* **Work to do**
Write out every entry exactly as given, but omit the pictures.

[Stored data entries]
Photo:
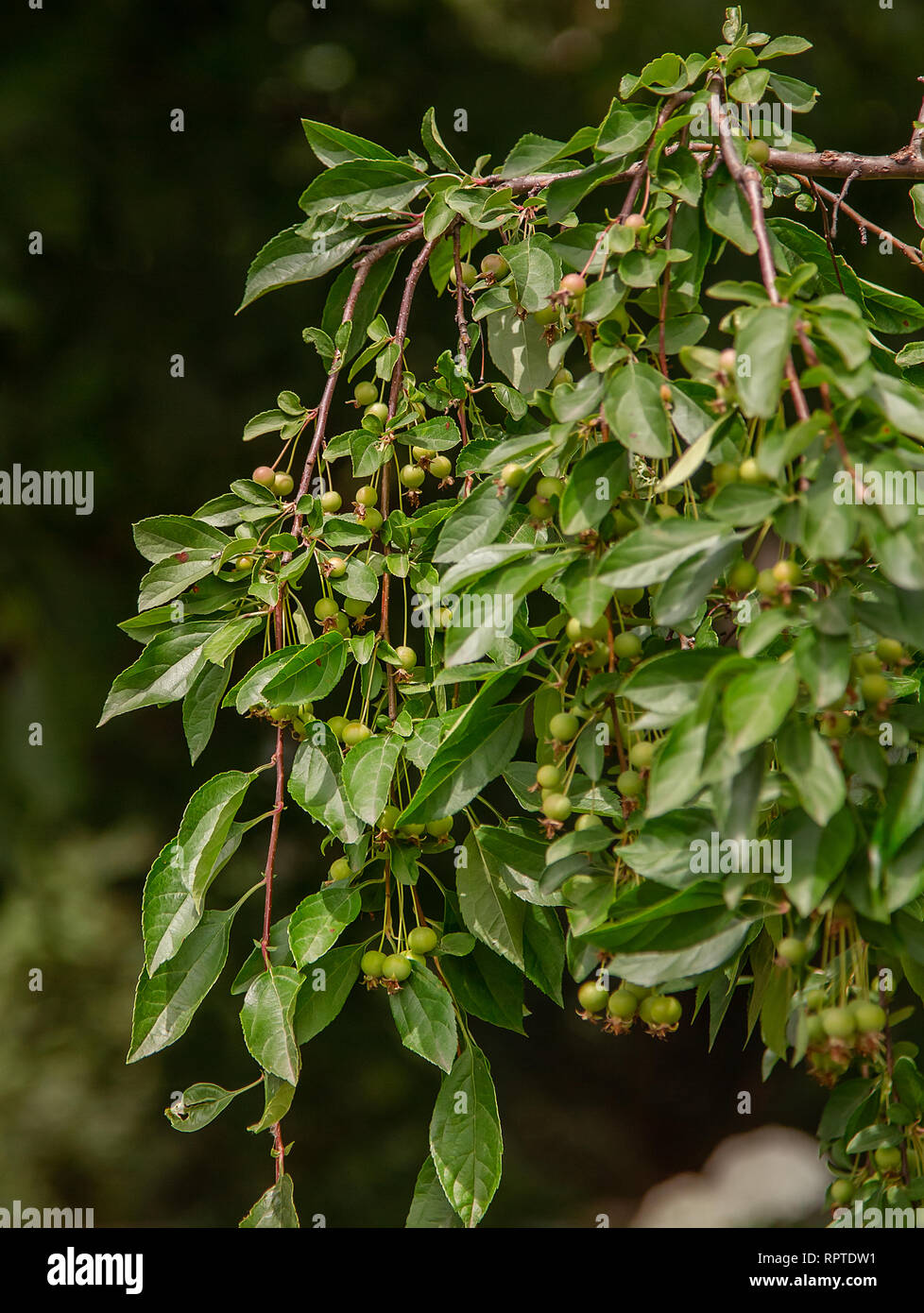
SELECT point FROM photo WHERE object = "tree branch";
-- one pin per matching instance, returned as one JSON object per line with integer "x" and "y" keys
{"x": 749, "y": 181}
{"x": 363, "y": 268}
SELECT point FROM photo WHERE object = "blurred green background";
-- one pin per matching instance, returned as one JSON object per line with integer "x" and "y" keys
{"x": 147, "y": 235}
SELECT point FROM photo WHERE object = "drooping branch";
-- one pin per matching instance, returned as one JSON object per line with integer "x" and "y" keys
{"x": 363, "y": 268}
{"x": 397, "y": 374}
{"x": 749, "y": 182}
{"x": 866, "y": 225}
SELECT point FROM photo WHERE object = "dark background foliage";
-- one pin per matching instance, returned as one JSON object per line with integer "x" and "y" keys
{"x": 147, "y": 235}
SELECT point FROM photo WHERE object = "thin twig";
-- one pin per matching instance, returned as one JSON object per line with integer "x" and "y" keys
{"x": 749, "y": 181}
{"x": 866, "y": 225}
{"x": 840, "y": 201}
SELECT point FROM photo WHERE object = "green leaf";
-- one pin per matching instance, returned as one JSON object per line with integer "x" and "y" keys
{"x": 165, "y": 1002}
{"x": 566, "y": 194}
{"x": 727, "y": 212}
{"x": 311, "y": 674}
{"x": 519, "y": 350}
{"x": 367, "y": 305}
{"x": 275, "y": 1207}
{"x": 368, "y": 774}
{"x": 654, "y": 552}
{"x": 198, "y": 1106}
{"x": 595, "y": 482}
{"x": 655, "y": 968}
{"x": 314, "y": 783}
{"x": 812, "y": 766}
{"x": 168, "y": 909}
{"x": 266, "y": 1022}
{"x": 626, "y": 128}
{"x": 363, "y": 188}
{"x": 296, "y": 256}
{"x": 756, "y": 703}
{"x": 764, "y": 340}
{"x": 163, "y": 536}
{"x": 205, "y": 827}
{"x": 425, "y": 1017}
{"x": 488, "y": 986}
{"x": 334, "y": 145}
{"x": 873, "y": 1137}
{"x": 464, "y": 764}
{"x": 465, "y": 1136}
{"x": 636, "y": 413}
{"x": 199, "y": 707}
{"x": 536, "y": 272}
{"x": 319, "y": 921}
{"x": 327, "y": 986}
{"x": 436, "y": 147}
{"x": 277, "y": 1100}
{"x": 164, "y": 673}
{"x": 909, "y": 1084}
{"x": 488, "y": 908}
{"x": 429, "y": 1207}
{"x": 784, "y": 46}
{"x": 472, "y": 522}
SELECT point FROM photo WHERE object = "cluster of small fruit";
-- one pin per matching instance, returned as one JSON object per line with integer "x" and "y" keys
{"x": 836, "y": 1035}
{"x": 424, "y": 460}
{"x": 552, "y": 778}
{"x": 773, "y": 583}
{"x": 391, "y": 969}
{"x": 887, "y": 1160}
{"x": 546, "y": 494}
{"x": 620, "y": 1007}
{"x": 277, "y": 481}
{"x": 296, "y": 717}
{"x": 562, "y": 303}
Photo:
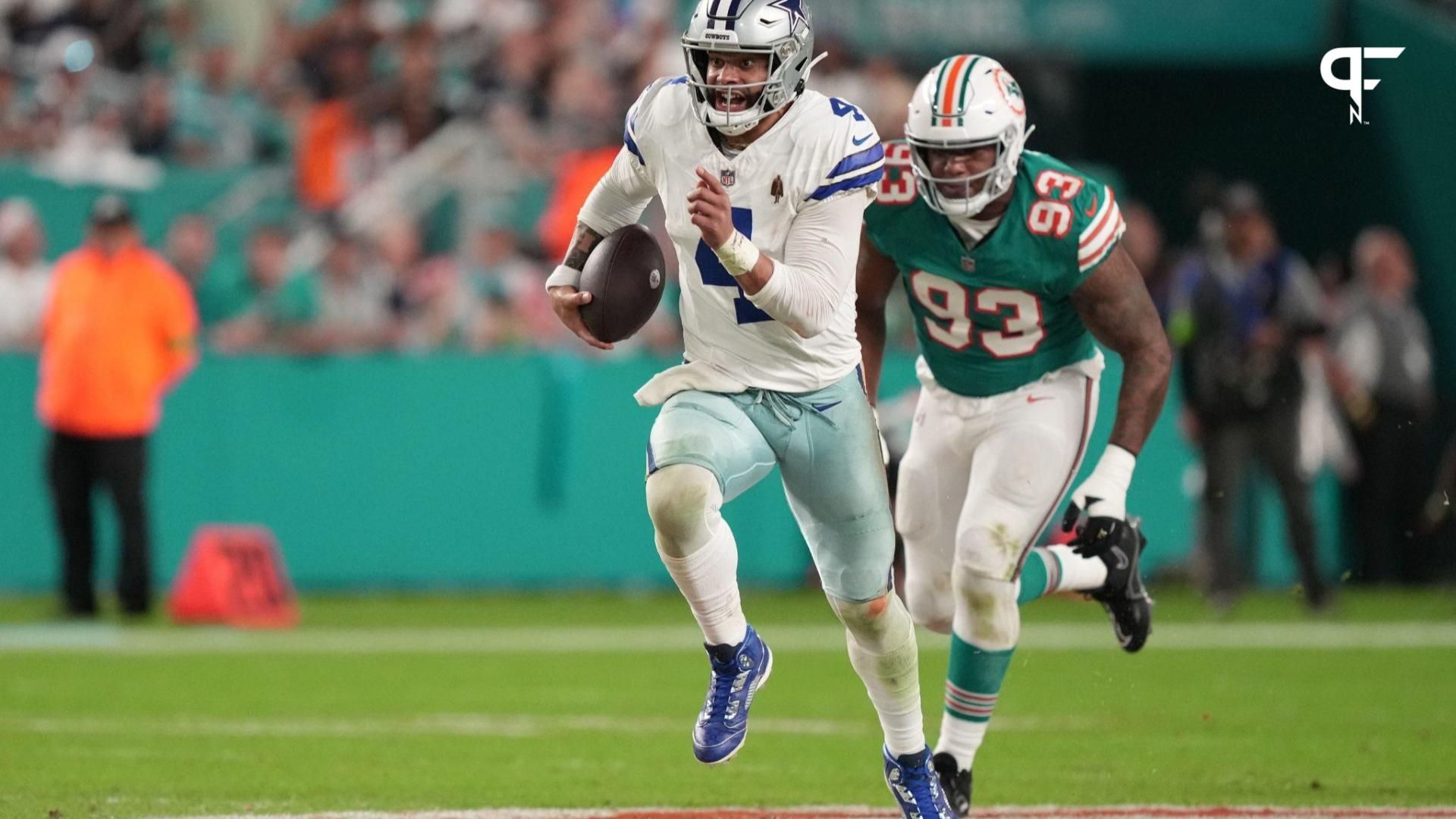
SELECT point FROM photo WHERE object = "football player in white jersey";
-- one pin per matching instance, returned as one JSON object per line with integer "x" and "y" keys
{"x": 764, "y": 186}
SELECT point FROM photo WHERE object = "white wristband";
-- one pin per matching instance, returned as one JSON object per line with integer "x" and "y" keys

* **Completed task**
Photo:
SELECT point FROM photo WHERE object = "tree branch";
-- one pin per matching instance, returned as one JSON object per line with integer "x" and "y" keys
{"x": 749, "y": 181}
{"x": 363, "y": 268}
SELECT point FROM photo WHERE object = "blurred green background";
-- one pin per matching instance, returned as one JSON object per line with integer "x" and "y" keys
{"x": 147, "y": 235}
SELECT point FROM photo WHERE object = "drooping branch";
-- one pin per matching instance, returned as one JSON object per line with integer "x" and "y" keys
{"x": 363, "y": 268}
{"x": 397, "y": 374}
{"x": 749, "y": 182}
{"x": 866, "y": 225}
SELECT point FROM photo WHERE object = "dark background foliage";
-- one pin per matching instance, returned as one JSON object per line with integer "x" and "y" keys
{"x": 147, "y": 235}
SELECT point FROM photo WHERE object = "thin twig";
-- one pin per matching instance, returned as one JSON object per line with integer "x" and "y" keys
{"x": 749, "y": 181}
{"x": 866, "y": 225}
{"x": 840, "y": 201}
SELECT point FROM photo WHERE object = "green leaf";
-- one pin per matching instance, returned as one JSON object per line with integer "x" and "y" keys
{"x": 165, "y": 1002}
{"x": 566, "y": 194}
{"x": 727, "y": 212}
{"x": 311, "y": 674}
{"x": 519, "y": 350}
{"x": 367, "y": 305}
{"x": 275, "y": 1207}
{"x": 368, "y": 774}
{"x": 654, "y": 552}
{"x": 198, "y": 1106}
{"x": 595, "y": 482}
{"x": 655, "y": 968}
{"x": 314, "y": 783}
{"x": 812, "y": 766}
{"x": 168, "y": 909}
{"x": 266, "y": 1022}
{"x": 626, "y": 128}
{"x": 363, "y": 188}
{"x": 296, "y": 256}
{"x": 756, "y": 703}
{"x": 764, "y": 340}
{"x": 163, "y": 536}
{"x": 205, "y": 827}
{"x": 425, "y": 1017}
{"x": 488, "y": 986}
{"x": 334, "y": 145}
{"x": 873, "y": 1137}
{"x": 464, "y": 764}
{"x": 465, "y": 1136}
{"x": 636, "y": 413}
{"x": 199, "y": 707}
{"x": 536, "y": 272}
{"x": 319, "y": 921}
{"x": 327, "y": 986}
{"x": 436, "y": 147}
{"x": 277, "y": 1100}
{"x": 164, "y": 673}
{"x": 909, "y": 1084}
{"x": 488, "y": 908}
{"x": 429, "y": 1207}
{"x": 784, "y": 46}
{"x": 472, "y": 522}
SELECT point FROM photo WHERE object = "cluster of small fruit";
-- one pin per matching instance, returned as one JSON object per line with integer "x" and "y" keys
{"x": 836, "y": 1035}
{"x": 424, "y": 460}
{"x": 552, "y": 778}
{"x": 773, "y": 583}
{"x": 391, "y": 969}
{"x": 887, "y": 1160}
{"x": 546, "y": 494}
{"x": 620, "y": 1007}
{"x": 277, "y": 481}
{"x": 296, "y": 717}
{"x": 562, "y": 303}
Photo:
SELECT point FROM photo WHERE object = "football player in white jersey";
-- one pin per matching instance, returned as one JSON object per line with integer "x" and "y" keys
{"x": 764, "y": 186}
SELECT point FROM photo WHERE object = "white wristband";
-- one pin per matching instance, returned as one JSON object per line with integer "x" and "y" keys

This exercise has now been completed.